[Records provided Boundary: Start]

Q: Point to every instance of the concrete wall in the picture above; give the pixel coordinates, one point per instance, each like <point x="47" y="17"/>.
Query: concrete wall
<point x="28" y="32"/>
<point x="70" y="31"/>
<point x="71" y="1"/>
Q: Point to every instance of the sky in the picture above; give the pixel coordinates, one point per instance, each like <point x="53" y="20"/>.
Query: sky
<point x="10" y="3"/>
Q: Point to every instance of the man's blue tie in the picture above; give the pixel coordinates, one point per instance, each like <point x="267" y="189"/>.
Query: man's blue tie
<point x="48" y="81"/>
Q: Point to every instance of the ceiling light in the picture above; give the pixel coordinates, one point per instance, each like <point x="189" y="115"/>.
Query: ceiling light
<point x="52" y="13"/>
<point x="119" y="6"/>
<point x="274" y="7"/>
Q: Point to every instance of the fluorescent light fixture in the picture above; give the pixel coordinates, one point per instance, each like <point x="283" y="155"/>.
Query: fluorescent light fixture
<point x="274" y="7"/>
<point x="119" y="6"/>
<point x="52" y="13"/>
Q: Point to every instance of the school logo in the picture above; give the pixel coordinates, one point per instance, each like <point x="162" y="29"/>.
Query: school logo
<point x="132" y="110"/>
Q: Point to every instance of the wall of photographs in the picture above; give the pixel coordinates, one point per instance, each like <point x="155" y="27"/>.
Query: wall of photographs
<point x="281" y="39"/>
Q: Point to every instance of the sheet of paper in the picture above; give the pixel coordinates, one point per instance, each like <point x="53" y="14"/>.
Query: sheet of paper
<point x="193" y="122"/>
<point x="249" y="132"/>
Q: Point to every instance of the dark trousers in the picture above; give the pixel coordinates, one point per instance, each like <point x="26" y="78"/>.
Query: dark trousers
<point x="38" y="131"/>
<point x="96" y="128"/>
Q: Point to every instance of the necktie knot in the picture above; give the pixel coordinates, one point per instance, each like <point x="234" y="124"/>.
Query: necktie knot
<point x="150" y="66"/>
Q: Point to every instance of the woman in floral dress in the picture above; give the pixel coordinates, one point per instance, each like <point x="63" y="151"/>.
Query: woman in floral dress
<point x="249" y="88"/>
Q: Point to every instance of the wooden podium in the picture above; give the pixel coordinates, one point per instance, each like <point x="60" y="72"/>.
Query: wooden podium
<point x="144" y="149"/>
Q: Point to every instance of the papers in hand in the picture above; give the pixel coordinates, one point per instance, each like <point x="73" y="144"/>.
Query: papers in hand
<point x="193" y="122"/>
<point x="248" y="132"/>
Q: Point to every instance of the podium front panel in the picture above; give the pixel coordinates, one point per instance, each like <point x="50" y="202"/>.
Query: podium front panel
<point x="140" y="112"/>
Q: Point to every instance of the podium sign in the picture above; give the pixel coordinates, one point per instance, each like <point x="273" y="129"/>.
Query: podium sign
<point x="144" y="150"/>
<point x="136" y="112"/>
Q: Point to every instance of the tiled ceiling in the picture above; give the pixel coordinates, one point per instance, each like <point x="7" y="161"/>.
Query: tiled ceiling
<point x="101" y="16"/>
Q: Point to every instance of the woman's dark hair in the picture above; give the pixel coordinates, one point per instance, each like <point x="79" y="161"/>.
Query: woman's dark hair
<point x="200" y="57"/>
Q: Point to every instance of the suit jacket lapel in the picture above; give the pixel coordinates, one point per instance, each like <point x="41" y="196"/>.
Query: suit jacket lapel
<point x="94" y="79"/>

[Records provided Boundary: End]

I'd like an exact copy of the lines above, from the very first one through the line that contains "Q: Point to every instance of the ceiling", with nothing else added.

Q: Point to every instance of the concrete wall in the picture above; give the pixel coordinates, one point per instance, each like <point x="47" y="17"/>.
Query: concrete wall
<point x="28" y="32"/>
<point x="70" y="31"/>
<point x="71" y="1"/>
Q: Point to every instance of the sky in the picture above; give the pixel coordinates, one point per instance, each like <point x="53" y="20"/>.
Query: sky
<point x="10" y="3"/>
Q: Point to every instance of the man's blue tie in the picture above; give the pixel coordinates, one point per instance, each like <point x="267" y="189"/>.
Query: man's blue tie
<point x="48" y="81"/>
Q: Point to every instance of the ceiling light in the picture above; give the pixel coordinates, one point per instance, each like <point x="189" y="115"/>.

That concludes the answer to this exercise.